■ **Исходный текст**
- - -

Анимус не выражает существенные черты женской психики больше, чем анима выражает существенные черты психики мужской. Анимус женщины больше не считается обязательно негативно окрашенным, а обладает всей многогранностью мужской духовности. Так называемый негативный анимус — всего лишь шаг на протяжении целого пути. Несмотря на то, что этот шаг является ключевым, анимус все равно нечто большее, чем описанная выше раздраженная второстепенная маскулинность. Анимус создает женщине энергетическую основу, когда она учится и овладевает определенными нормами, готовя себя к такой же солярной ответственности, как самая истовая патриархальность. Анимус может думать; он не является поверхностным, когда у него есть время и энергия, необходимая для развитого мышления. Женщины часто преподносят суждения, выражающие коллективные ценности, и имеют общие мнения — но и мужчины тоже. Фактически, как мужчины начинают эмоционально развиваться, перестав видеть в женщинах носителей эроса, так и женщины начинают думать самостоятельно, перестав зависеть от мужчин как обладателей логоса.

- - -

■ **Данные ниже**
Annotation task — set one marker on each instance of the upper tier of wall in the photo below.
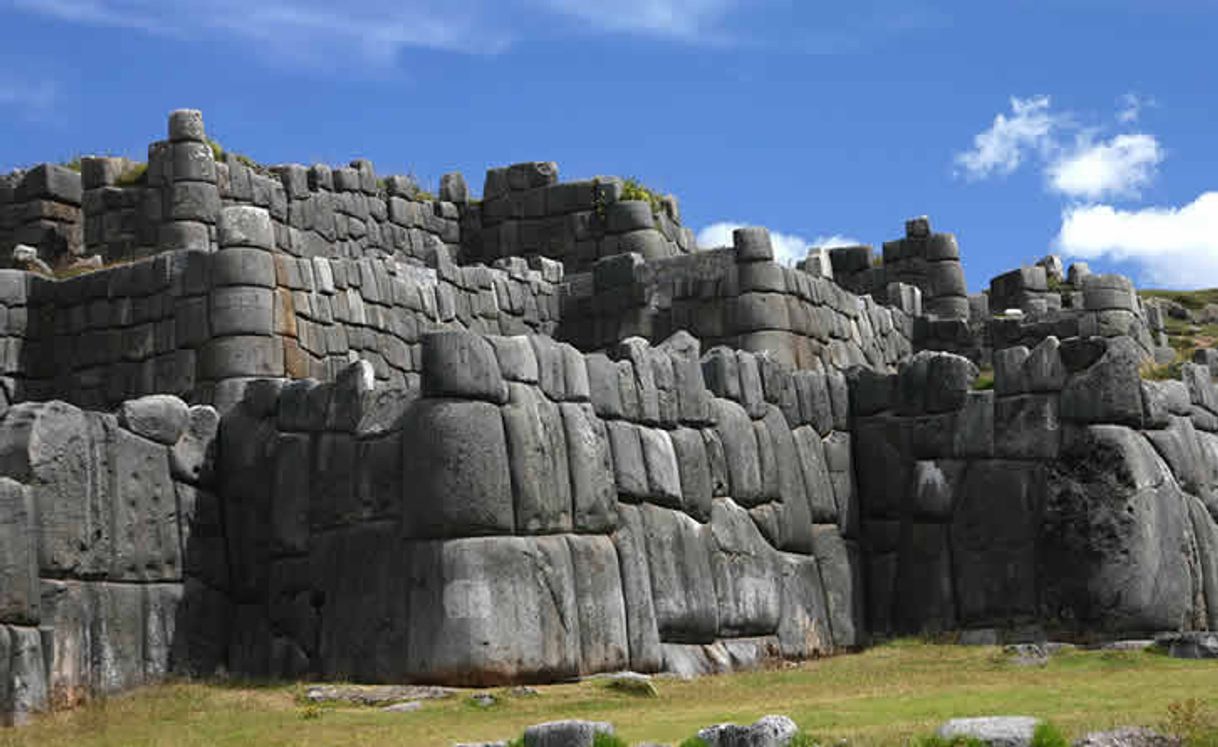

- - -

■ **Используя сведения**
a - Каким, согласно тексту об анимусе, анимус женщины больше не считается?
b - Определите, соответствуют ли тексту об анимусе следующие утверждения: (i) так называемый негативный анимус представляет собой лишь шаг на целом пути; (ii) суждения, выражающие коллективные ценности, преподносят только женщины; (iii) анимус всегда поверхностен.

■ **Список ответов**
a - Обязательно негативно окрашенным.

b -
(i) Да: «Так называемый негативный анимус — всего лишь шаг на протяжении целого пути».
(ii) Нет: «Женщины часто преподносят суждения, выражающие коллективные ценности, и имеют общие мнения — но и мужчины тоже».
(iii) Нет: «он не является поверхностным, когда у него есть время и энергия, необходимая для развитого мышления».